** Problem details **
Pull out every line of the material below that contains the word "grey", matching upper and lower case exactly.

** Material to process **
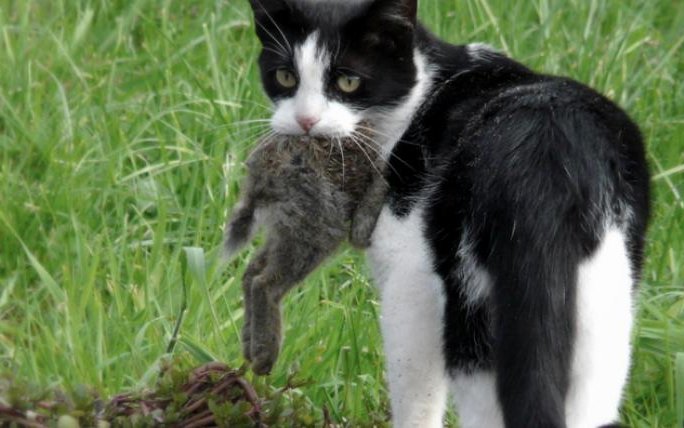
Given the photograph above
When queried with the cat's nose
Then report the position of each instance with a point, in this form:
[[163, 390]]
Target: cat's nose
[[307, 122]]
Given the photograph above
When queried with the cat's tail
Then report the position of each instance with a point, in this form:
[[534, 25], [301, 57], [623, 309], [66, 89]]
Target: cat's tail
[[239, 229]]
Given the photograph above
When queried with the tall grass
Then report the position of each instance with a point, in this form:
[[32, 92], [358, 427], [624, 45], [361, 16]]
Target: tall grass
[[123, 125]]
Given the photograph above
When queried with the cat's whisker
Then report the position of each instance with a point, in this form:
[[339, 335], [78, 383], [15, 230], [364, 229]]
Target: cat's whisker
[[339, 144], [427, 174], [373, 146], [287, 42], [381, 134]]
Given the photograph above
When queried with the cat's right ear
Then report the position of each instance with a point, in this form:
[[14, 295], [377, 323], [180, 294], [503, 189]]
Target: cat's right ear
[[263, 8]]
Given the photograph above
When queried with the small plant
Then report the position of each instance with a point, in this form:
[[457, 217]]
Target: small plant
[[209, 395]]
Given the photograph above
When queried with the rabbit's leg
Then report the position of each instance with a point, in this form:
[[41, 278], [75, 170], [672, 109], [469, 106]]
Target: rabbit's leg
[[289, 264], [255, 267]]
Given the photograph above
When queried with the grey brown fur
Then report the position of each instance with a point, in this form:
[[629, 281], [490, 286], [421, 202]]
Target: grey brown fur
[[310, 195]]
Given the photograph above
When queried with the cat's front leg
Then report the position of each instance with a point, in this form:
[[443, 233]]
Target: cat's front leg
[[365, 216], [412, 308]]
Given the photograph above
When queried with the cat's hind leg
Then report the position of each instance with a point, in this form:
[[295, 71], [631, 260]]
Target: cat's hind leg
[[603, 323], [474, 395]]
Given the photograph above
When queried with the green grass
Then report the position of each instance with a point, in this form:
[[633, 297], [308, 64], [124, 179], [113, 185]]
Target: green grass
[[120, 144]]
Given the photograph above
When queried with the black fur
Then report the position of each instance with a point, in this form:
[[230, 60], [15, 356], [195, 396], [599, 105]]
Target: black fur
[[532, 166]]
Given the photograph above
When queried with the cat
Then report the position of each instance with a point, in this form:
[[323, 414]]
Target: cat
[[310, 194], [511, 241]]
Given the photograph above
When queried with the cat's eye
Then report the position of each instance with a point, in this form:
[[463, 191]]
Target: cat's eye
[[286, 78], [348, 84]]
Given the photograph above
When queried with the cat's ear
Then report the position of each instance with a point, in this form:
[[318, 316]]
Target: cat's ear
[[272, 17], [405, 10], [264, 8]]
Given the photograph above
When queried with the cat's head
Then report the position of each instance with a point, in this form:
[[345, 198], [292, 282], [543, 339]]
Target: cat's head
[[328, 65]]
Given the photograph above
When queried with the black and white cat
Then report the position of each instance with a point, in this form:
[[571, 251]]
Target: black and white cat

** Task response **
When queried with the grey brown fur
Target: grey brown fur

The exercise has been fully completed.